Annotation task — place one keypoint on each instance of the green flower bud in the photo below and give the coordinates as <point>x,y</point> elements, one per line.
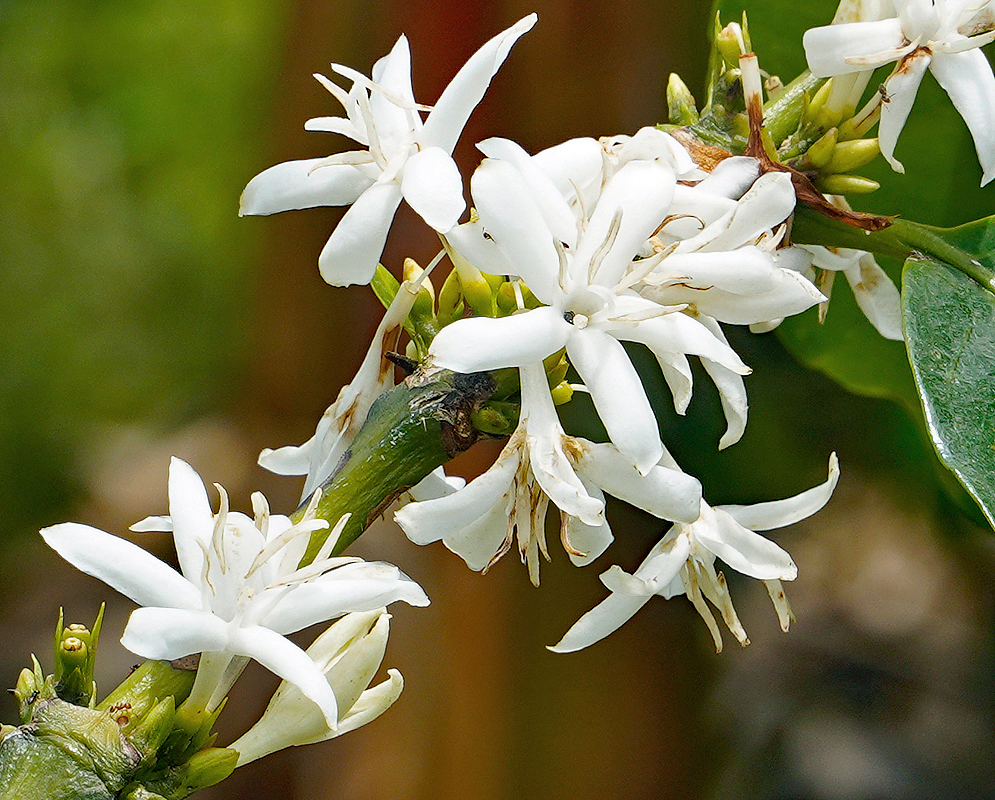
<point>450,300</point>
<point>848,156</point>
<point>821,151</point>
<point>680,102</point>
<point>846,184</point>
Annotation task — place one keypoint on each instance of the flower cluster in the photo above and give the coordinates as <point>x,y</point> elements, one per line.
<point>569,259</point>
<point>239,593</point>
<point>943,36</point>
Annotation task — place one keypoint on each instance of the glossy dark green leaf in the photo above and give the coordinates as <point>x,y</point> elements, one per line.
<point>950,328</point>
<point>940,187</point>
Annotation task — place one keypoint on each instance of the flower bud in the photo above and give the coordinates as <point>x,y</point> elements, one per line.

------------------------------------------------------------

Repeat all the records above exactly, leaving out any pictures.

[Answer to the task]:
Annotation task — place one keypoint on each instance of the green flower bud in the photo below and give the coordinates as <point>x,y</point> elements, one per line.
<point>450,300</point>
<point>848,156</point>
<point>821,151</point>
<point>680,102</point>
<point>846,184</point>
Annotation task — place one keypoint on each instance of the flower cluster in the photo above and give the coordinates as <point>x,y</point> elements, one per line.
<point>569,259</point>
<point>239,593</point>
<point>943,36</point>
Annotation task — place one keypoint on each instance of the glossy dark green leaf in the photo above and give the coordinates as <point>x,y</point> elements, one per line.
<point>950,328</point>
<point>940,187</point>
Annotation task — place one keypoint on each instance of the flower bud in the photo above and give the coordinates as <point>x,y</point> elements, one per line.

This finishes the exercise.